• **EXERCISE DIRECTIONS**
Each entry must be output exactly as it appears.

(LISTED ENTRIES Opens)

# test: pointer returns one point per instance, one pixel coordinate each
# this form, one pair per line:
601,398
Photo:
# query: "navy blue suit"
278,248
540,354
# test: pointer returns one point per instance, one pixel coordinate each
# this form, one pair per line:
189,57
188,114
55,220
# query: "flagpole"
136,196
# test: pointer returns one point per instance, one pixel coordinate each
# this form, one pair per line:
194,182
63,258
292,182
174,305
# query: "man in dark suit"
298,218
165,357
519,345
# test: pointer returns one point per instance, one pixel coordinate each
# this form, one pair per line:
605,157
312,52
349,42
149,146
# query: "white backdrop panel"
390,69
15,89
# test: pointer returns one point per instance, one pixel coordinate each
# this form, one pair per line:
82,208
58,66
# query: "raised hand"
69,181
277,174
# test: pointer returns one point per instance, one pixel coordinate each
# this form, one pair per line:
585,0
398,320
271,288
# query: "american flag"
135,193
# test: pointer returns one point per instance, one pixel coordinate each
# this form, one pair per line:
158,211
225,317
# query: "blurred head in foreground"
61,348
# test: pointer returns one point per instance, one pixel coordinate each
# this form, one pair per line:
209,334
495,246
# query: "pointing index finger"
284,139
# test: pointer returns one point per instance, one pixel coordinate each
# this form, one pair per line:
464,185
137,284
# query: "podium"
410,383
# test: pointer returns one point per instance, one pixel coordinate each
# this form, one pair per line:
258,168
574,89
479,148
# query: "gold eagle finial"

(LISTED ENTRIES Closes)

• **WRITTEN ANSWER**
# test: pointer returns one point per instance, one pixel coordinate each
# this form, one pair per line:
601,398
Photo:
# query: "navy blue suit"
278,248
540,354
# test: pointer returns one point per instance, one pixel coordinate each
# this form, one pair per line:
189,57
188,114
55,220
# query: "flagpole"
136,196
# test: pointer returns one point per instance, one pixel coordinate each
# this form, one pair per line:
194,182
63,258
292,182
174,305
# query: "man in dark suit"
298,218
165,357
519,345
# test: pointer returns one point per instance, one pixel coordinate each
# this form, one pair per line:
605,157
312,52
349,42
149,146
# query: "white backdrop panel"
390,69
15,89
# test: pointer returns one point per instance, one pixel coordinate each
# this form, one pair per line:
82,208
58,66
# query: "raised hand"
69,181
277,174
# test: pointer returns one point per instance, one pixel coordinate each
# this form, one pair per line:
585,0
398,320
271,288
# query: "american flag"
135,193
# test: pointer returns one point per instance, one pixel coordinate each
# this form, one pair per line:
158,211
225,317
# query: "blurred head in foreground"
61,348
# test: pointer returns one point per instance, one pixel coordinate each
# this form, one pair per line:
209,334
495,246
# query: "pointing index finger"
284,139
# test: pointer returns one point per instance, one pixel coordinate each
# this form, one pair per line:
464,185
137,284
# query: "podium"
410,383
# test: pointer returns one point per instance, one pixel coordinate each
# this form, one pair per line:
258,168
574,89
479,148
# query: "gold eagle finial"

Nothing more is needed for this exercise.